*To do*:
Reply with one number, the count of lines below that contain the string "SHOULD".

━━━ Data shown

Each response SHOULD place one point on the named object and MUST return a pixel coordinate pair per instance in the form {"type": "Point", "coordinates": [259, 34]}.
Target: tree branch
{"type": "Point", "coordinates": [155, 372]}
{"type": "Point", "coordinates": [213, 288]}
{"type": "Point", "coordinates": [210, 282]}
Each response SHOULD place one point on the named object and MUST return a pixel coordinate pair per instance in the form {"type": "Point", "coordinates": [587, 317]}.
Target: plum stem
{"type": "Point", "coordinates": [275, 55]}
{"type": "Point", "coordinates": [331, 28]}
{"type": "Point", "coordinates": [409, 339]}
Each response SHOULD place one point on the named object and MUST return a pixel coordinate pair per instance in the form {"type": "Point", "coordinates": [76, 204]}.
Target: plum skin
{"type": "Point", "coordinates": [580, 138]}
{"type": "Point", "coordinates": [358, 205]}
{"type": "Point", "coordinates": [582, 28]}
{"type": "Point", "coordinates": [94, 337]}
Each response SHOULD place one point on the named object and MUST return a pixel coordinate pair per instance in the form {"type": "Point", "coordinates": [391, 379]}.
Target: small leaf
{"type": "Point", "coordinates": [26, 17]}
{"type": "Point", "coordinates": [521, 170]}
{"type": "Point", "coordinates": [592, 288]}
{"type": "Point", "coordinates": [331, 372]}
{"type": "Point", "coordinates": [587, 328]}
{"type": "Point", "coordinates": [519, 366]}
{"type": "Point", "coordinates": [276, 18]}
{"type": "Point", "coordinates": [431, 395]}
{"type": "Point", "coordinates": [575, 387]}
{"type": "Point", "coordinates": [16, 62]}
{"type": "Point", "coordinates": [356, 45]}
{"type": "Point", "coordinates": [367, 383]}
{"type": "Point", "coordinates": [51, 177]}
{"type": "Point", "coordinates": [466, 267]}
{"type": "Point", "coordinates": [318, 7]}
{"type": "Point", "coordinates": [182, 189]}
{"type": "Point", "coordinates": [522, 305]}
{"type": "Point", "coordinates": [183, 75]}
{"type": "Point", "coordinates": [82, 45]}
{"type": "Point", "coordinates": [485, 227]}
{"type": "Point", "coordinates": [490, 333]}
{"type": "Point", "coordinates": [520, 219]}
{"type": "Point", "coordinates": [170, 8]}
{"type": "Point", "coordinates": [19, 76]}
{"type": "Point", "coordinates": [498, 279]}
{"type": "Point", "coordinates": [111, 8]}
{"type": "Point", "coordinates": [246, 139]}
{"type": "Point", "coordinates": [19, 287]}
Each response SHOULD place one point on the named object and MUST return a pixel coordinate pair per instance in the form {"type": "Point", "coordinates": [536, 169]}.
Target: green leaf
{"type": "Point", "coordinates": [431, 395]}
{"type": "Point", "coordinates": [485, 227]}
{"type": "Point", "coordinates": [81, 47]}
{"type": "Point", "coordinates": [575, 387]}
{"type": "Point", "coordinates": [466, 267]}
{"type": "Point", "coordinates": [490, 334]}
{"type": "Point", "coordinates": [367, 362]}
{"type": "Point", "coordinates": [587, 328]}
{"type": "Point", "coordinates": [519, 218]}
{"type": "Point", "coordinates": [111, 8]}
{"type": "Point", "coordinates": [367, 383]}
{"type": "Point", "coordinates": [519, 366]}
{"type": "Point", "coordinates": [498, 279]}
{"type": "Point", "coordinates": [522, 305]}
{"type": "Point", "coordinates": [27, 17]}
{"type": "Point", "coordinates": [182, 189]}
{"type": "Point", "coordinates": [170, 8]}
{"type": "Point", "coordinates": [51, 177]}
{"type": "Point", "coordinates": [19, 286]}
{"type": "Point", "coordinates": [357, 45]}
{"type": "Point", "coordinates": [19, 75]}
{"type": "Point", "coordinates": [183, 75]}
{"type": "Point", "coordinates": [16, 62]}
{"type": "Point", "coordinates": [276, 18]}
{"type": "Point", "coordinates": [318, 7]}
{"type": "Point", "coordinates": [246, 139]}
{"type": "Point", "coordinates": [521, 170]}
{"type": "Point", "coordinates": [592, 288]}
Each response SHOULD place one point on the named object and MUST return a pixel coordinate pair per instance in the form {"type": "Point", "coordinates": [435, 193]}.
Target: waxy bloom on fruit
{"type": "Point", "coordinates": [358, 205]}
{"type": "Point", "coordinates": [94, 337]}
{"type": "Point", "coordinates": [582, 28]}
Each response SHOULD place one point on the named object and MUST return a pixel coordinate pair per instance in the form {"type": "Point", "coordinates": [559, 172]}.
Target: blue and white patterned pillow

━━━━━━

*Task result*:
7